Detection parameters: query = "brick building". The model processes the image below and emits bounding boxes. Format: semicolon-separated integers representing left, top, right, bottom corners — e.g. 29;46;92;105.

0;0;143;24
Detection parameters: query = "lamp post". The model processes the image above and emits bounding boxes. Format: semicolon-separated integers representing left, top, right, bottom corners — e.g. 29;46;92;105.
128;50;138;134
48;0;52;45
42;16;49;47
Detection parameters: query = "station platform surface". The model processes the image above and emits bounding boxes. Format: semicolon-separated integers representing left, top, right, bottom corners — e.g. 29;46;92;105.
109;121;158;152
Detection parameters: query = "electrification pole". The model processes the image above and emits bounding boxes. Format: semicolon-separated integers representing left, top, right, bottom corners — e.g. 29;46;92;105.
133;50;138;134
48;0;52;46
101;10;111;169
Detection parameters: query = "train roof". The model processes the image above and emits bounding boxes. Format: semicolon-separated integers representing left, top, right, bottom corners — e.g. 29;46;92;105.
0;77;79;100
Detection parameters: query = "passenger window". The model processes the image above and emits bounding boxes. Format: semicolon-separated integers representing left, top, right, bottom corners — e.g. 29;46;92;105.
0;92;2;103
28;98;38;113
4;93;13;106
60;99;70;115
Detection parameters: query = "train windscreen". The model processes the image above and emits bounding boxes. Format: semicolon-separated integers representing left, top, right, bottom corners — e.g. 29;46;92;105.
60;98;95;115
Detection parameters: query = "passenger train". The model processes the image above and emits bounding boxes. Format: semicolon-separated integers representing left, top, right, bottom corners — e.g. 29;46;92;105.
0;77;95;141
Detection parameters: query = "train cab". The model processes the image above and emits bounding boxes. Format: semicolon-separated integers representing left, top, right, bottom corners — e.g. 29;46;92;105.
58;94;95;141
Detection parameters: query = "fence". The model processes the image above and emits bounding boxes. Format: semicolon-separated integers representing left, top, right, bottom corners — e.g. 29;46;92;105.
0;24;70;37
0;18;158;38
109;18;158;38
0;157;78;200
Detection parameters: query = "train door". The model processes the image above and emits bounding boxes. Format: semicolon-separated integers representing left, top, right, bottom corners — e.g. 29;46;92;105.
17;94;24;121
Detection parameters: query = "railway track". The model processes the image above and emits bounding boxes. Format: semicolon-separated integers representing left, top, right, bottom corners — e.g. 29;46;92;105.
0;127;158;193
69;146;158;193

[Exercise task]: Find each line in the listing above that contains the word "passenger" and copy those lines in full.

[Solution to the exercise]:
Detection parameters: query = "passenger window". The model processes the image above and emits bounding boxes. Format: semicolon-separated integers representing left, top, right, bottom corners — e.g. 29;46;92;105.
Detection parameters: query = "passenger train". The model processes the image above and emits bounding boxes. Format: semicolon-separated integers representing left, top, right, bottom corners — e.g. 29;46;92;105.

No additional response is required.